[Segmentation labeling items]
= = = =

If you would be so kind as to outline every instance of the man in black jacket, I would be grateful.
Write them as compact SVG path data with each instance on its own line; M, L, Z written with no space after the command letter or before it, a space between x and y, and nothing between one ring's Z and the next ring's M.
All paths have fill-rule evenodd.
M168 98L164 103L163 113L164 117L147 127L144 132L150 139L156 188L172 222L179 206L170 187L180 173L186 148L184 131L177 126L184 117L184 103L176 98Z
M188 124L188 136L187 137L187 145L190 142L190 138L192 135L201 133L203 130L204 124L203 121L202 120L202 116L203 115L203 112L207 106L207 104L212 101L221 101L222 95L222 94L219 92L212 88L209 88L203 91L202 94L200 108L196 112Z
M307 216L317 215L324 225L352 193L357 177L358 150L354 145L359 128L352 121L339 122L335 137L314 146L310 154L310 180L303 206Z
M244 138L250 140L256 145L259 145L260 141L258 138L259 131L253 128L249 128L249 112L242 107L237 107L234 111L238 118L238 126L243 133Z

= = = =

> Required work: Edit the items above so that "black jacket" becomes "dark jacket", with everything else left the same.

> The reply:
If you would be so kind as to outline every instance of the man in dark jacket, I would be grateful.
Write them as compact SVG path data with each instance on its own line; M, L, Z written with no space after the command letter or before it, a space between x and y, and nothing between one ring's Z and the next ring's M.
All paths have fill-rule evenodd.
M168 98L164 103L163 113L164 117L147 127L144 132L150 139L156 188L172 222L179 206L170 187L180 173L186 148L184 131L177 126L184 117L184 103L176 98Z
M188 124L188 136L187 137L187 145L190 142L190 138L192 135L201 133L203 130L204 124L203 121L202 120L202 116L203 115L203 112L207 106L207 104L212 101L221 101L222 95L222 94L219 92L212 88L209 88L203 91L202 94L200 108L196 112Z
M307 216L317 215L324 225L352 193L357 177L358 150L354 145L359 128L352 121L339 122L335 137L314 146L310 154L310 180L303 206Z
M244 138L250 140L256 145L259 145L260 141L258 138L259 131L253 128L249 128L249 112L242 107L237 107L234 111L238 118L238 126L243 133Z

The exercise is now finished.